Tours have resumed in Philadelphia's historic City Hall tower, where a crack was discovered in September.
The tower was closed on Sept. 22, after the crack was found on the tower's north side. Officials believe it may have been related to the earthquake that hit the East Coast a month earlier. City officials say the crack was discovered when marble debris was found on the roof of the ornate building, which is more than a century old.
A lottery has been established for public seating for former Penn State assistant coach Jerry Sandusky's next court hearing on child sex-abuse charges.
The Centre County Court of Common Pleas in Bellefonte said yesterday that applications for seating at the Dec. 13 preliminary hearing would be accepted for 24 hours on the county's webpage (http://www.co.centre.pa.us/) starting tomorrow at noon. A random drawing will then be held to assign seats. Those who get seats will be notified Friday.
A court statement said that space is limited, but it did not specify how much public seating was available.
Sandusky is charged with abusing eight boys over a 15-year span in a scandal that has enveloped the school.
A Bucks County jury has awarded $14 million to Ashley Zauflik, who lost her leg after a school bus struck her outside Pennsbury High School in 2007, when she, now 22, was 17.
The school district admitted liability before trial. The National Transportation Safety Board previously found that the driver had stepped on the accelerator, not the brake, causing the accident that left Zauflik in a medically induced coma for a month, and forced doctors to amputate her leg.
Zauflik testified that the crash left her "disfigured" and struggling with depression.
Two bills aimed at the problem of children left unattended in casino parking lots are on their way to the Pennsylvania Senate. The House overwhelmingly approved both measures yesterday.
One bill would make it a misdemeanor to leave children younger than 14 in vehicles parked on casino property and would double the potential fines imposed on casinos if they fail to report such incidents to police and social-service agencies. The other bill would require casinos to post signs warning patrons not to leave unattended children on casino property. Such incidents have been reported at several casinos.
A New Jersey appeals court has given a boost to Campbell Soup Company's plans to raze a former department-store building near its headquarters in Camden.
An appellate court yesterday threw out a lawsuit filed by the owner of the 1927 landmark former Sears building and a Camden activist.
Campbell said it wants to clear the building to develop a corporate park near its headquarters.
The lawsuit argued that some Camden officials had conflicts of interest when they ruled that the building could be razed.

> **Exercise brief**:
Using the news briefs, explain in one to three sentences why Campbell Soup Company wants to clear the former Sears building in Camden. The lines after this point are separate material with no connection to the news briefs.

(Saved entries)
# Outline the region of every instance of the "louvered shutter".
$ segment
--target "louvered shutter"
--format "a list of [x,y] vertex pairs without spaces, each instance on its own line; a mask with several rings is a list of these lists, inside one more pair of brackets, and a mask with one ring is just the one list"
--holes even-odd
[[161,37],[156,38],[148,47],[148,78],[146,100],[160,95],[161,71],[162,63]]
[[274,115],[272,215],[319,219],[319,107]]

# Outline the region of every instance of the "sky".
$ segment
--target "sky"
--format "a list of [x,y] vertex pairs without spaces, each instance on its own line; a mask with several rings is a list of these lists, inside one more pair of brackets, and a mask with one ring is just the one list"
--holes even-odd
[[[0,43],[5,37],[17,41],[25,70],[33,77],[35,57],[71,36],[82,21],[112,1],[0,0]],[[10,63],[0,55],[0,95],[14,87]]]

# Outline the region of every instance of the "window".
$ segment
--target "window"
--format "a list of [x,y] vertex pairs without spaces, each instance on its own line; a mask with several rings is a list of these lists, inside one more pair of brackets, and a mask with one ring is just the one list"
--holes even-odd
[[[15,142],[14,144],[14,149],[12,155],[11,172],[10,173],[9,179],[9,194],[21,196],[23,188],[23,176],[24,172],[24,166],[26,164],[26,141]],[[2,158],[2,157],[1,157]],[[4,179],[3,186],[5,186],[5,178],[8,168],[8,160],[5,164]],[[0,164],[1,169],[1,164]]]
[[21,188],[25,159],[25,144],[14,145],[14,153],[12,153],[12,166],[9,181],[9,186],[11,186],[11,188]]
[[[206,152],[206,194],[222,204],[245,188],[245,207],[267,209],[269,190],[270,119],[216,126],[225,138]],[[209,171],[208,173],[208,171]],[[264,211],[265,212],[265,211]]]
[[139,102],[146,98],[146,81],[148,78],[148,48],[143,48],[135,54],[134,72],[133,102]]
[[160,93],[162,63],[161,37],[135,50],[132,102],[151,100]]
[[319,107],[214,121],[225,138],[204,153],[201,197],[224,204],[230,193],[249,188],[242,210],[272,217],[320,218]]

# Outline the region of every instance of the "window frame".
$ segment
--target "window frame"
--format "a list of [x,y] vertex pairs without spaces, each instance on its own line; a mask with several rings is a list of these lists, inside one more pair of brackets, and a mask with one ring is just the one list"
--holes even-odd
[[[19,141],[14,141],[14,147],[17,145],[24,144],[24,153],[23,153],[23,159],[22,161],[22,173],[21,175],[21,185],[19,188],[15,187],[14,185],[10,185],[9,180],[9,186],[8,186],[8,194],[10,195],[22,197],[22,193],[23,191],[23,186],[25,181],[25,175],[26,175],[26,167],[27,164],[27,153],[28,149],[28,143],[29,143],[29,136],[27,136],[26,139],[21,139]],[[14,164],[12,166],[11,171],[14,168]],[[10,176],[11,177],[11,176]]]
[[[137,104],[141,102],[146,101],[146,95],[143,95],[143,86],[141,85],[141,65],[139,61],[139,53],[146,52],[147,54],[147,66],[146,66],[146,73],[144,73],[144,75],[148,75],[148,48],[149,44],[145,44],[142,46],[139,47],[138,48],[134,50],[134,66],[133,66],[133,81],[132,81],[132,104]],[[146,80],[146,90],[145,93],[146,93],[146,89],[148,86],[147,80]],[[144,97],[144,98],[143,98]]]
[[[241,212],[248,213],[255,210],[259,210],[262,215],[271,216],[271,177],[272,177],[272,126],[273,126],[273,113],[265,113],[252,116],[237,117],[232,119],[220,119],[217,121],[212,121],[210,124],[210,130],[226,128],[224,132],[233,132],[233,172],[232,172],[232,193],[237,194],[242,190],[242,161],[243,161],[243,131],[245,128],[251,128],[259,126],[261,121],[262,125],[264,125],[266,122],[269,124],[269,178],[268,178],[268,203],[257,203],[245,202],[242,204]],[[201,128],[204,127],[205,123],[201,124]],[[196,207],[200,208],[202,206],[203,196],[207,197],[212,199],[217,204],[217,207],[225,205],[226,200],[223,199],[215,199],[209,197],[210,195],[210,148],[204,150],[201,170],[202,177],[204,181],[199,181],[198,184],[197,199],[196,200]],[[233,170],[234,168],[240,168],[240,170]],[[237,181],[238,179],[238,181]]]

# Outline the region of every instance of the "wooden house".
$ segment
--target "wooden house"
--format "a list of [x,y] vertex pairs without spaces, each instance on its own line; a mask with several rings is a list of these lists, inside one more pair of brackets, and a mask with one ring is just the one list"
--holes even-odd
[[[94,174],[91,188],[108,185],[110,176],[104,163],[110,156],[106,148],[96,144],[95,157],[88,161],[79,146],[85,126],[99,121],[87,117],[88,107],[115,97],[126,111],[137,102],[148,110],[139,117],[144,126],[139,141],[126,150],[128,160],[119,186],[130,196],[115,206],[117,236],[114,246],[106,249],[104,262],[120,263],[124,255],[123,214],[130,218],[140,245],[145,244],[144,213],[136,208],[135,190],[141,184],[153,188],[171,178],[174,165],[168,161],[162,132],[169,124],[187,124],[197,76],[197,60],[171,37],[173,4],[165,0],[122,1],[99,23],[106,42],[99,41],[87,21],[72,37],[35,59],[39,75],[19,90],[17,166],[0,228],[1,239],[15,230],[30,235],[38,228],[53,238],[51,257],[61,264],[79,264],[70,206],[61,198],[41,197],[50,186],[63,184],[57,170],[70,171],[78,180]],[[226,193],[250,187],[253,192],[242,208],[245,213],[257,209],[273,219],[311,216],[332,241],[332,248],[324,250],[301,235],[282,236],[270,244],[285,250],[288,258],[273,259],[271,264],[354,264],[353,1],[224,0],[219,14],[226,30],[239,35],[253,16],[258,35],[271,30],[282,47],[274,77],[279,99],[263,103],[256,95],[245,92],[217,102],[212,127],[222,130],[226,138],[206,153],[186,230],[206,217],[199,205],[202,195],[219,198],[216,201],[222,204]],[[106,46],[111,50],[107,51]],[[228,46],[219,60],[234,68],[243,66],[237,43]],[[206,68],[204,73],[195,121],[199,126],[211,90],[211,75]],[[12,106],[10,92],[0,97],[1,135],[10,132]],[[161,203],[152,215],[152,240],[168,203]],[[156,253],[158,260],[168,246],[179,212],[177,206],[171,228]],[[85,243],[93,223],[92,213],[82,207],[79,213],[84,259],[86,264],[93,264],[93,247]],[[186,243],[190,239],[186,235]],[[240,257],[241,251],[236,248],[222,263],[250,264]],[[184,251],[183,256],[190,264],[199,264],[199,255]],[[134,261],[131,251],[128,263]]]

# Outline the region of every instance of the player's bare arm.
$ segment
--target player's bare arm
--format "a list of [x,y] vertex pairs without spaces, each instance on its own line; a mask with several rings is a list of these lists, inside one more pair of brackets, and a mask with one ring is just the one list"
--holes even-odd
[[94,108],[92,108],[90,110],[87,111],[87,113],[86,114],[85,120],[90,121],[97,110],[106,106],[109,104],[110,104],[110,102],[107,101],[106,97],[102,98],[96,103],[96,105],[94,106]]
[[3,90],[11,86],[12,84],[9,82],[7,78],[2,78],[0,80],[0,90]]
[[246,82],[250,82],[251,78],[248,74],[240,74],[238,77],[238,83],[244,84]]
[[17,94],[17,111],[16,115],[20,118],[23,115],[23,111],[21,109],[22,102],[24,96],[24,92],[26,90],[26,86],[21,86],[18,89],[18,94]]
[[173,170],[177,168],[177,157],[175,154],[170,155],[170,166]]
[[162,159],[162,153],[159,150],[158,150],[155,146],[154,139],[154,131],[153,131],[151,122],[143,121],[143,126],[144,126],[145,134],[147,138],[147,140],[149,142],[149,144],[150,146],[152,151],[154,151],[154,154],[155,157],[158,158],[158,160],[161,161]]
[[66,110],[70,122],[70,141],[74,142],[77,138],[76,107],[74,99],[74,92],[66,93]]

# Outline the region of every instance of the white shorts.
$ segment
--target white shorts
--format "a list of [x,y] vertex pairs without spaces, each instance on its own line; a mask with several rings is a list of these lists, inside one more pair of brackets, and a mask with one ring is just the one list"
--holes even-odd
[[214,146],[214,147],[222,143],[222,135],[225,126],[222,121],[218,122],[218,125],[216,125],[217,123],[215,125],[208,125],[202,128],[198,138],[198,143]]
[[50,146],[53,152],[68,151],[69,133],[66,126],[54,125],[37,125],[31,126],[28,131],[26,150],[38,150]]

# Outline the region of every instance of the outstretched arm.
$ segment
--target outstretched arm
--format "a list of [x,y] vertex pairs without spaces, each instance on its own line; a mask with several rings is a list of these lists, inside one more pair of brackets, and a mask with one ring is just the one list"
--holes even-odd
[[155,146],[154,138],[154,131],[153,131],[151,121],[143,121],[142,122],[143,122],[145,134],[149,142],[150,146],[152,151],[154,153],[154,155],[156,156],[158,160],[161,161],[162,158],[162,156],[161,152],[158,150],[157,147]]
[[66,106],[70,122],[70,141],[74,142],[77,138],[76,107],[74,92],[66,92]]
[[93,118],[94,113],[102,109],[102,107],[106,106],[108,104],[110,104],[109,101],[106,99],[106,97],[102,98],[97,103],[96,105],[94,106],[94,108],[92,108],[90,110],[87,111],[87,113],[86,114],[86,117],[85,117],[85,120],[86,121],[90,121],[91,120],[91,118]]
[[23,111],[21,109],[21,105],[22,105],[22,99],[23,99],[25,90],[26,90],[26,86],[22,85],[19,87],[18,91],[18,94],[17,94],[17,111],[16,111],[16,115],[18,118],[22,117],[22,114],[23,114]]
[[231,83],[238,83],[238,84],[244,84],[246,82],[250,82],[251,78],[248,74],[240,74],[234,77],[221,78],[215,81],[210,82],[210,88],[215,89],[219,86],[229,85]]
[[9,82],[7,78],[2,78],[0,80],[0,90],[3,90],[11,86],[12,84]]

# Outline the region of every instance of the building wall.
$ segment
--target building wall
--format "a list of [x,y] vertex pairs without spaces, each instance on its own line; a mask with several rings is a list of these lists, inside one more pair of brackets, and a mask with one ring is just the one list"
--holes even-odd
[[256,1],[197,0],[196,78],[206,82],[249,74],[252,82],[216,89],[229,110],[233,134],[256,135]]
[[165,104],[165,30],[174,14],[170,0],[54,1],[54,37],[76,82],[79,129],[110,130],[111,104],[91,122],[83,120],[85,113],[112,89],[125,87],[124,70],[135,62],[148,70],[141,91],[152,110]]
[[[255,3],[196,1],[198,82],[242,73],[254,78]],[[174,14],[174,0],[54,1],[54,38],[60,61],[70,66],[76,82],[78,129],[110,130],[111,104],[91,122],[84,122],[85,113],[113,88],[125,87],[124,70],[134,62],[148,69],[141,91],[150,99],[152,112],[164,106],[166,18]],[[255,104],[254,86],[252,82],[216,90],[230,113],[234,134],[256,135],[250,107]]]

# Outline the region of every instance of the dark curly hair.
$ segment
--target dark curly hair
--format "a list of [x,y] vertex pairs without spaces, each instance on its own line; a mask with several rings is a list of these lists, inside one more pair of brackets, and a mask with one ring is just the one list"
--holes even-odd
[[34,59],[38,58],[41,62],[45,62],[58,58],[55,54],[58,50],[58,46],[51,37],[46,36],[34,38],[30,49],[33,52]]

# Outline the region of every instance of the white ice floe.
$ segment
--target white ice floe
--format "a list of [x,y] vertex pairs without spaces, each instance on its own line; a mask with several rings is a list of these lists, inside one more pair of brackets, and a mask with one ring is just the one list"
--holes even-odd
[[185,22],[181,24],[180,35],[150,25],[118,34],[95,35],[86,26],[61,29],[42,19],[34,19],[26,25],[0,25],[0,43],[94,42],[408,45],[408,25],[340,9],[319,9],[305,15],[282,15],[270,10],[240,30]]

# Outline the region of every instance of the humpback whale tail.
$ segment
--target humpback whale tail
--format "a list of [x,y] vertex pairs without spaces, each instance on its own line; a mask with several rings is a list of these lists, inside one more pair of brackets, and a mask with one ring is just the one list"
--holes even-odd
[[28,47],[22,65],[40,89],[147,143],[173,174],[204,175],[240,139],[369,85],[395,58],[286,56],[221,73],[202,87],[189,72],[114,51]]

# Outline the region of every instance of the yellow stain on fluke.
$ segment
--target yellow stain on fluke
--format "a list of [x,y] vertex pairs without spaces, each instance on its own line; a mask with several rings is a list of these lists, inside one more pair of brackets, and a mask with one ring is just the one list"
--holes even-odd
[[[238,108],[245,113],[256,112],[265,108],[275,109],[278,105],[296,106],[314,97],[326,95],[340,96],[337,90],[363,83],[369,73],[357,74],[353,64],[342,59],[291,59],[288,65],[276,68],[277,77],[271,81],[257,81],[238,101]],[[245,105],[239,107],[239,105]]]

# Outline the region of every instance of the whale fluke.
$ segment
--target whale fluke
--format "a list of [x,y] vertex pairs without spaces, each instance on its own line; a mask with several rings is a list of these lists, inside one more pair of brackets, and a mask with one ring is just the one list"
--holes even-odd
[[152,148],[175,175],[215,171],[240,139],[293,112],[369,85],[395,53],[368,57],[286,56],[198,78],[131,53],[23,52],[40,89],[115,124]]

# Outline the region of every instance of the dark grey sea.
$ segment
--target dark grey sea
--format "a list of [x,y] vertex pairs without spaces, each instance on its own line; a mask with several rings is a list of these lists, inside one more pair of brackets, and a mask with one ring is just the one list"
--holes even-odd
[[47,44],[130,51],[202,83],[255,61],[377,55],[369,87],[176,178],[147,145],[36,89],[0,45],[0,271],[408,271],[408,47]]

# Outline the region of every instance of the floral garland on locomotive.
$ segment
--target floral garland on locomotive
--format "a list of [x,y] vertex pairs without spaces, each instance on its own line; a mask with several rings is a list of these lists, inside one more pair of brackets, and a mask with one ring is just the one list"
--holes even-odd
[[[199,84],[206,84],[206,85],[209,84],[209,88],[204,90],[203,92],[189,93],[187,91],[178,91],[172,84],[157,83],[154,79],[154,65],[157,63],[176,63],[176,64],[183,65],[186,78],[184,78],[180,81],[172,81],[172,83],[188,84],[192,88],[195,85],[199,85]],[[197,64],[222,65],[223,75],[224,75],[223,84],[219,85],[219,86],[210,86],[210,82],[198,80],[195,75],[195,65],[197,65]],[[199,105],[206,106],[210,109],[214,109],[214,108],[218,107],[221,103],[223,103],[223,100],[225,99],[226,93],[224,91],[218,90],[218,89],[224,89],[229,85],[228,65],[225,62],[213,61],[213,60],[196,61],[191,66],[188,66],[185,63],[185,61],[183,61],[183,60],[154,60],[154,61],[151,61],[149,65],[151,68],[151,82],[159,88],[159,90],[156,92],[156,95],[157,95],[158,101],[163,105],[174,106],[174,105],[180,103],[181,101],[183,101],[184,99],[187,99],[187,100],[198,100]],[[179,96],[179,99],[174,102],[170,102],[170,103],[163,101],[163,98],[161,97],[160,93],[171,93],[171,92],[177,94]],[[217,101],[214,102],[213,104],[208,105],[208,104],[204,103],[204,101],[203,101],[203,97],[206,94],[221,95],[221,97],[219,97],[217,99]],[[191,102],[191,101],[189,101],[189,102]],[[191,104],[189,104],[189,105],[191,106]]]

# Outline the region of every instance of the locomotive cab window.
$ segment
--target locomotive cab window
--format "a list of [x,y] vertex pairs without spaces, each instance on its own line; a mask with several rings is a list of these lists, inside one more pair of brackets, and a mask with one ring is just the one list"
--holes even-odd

> **Completed exercise**:
Campbell said it wants to clear the building so it can develop a corporate park near its headquarters in Camden.